### PROMPT
Please transcribe the data exactly, with nothing left out.

### DATA SHOWN

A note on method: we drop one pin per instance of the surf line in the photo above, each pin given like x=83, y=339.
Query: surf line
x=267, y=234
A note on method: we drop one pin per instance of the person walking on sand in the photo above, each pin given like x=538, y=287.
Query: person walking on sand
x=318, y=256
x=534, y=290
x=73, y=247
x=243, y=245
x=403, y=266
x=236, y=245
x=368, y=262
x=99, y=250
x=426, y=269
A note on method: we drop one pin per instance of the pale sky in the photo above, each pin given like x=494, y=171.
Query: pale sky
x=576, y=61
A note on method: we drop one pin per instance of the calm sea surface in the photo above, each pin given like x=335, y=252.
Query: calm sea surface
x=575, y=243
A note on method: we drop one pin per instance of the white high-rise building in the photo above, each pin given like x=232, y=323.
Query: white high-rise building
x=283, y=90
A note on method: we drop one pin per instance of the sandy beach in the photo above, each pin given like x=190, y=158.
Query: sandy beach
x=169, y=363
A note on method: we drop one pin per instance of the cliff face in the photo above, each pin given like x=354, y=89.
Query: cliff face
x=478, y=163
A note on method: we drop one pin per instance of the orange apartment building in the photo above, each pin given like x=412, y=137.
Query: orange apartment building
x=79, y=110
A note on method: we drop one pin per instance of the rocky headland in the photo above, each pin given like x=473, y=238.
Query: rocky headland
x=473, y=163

### SOLUTION TO THIS TASK
A note on method: we drop one pin per instance of the surf line in the photo above, each pin given like x=83, y=339.
Query: surf line
x=267, y=234
A note on method: we drop one pin per instance of the person walking on sand in the photo above, each pin given like x=538, y=287.
Query: person walking on sand
x=318, y=256
x=534, y=290
x=73, y=247
x=243, y=245
x=403, y=266
x=236, y=245
x=368, y=262
x=99, y=250
x=426, y=269
A note on method: we drop one pin per instance of the pale sky in the photo above, each pin given like x=494, y=171.
Query: pale sky
x=576, y=61
A note on method: we drop one pin per instance of the calm sea surface in the photo above, each pin given like x=335, y=252.
Query: calm sea surface
x=575, y=243
A note on method: we drop one pin per instance of the white high-rise building in the photo above, each pin given like x=232, y=323.
Query: white high-rise building
x=283, y=90
A note on method: we drop one pin per instance of the sandy beach in the photo above, each pin given like x=190, y=158.
Query: sandy beach
x=169, y=363
A note on method: we drop one pin per instance of the cliff face in the photo above, each pin given like x=354, y=89.
Query: cliff face
x=478, y=163
A note on method: we drop one pin per instance of the orange apartment building in the photo above, each pin given like x=412, y=137.
Query: orange apartment building
x=79, y=110
A note on method: we drop one pin per instance of the rocky headland in the photo above, each pin given like x=473, y=238.
Query: rocky headland
x=473, y=163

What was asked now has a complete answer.